→ **DO THIS**: Copy out the entries below with every "place a pin" swapped for "put a marker", leaving everything else the same.

→ **RECORDS SUPPLIED**:
-- START --
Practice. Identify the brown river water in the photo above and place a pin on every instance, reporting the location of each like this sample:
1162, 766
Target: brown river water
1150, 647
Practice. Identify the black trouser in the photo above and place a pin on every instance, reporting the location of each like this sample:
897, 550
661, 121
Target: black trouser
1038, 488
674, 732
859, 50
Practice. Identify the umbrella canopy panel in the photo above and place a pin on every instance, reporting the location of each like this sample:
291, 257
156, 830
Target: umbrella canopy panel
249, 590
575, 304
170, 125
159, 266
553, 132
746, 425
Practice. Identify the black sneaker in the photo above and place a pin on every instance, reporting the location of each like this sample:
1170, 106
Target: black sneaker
-- END --
→ **SOLUTION TO THE EXERCISE**:
Practice. Identify the brown river water in the photo above and put a marker on every instance, reporting the location of each like this sample:
1162, 766
Target: brown river water
1150, 647
Practice. Identify the black trouser in the photo above and put a marker on every instance, reporting the location of each like this sample:
897, 550
661, 121
Target: black trouser
1038, 488
674, 732
859, 50
Practice. Identify the umbrella canopy panel in the photo above and put a marker on every instance, reporting the location of each like this sample:
291, 257
156, 830
Target: umbrella canopy panel
249, 590
575, 304
170, 125
159, 266
553, 132
746, 425
Practice. Identify the black sneaker in the photo above and put a marker on every instance, reporting the location of each like this sample:
1170, 106
Target: black sneaker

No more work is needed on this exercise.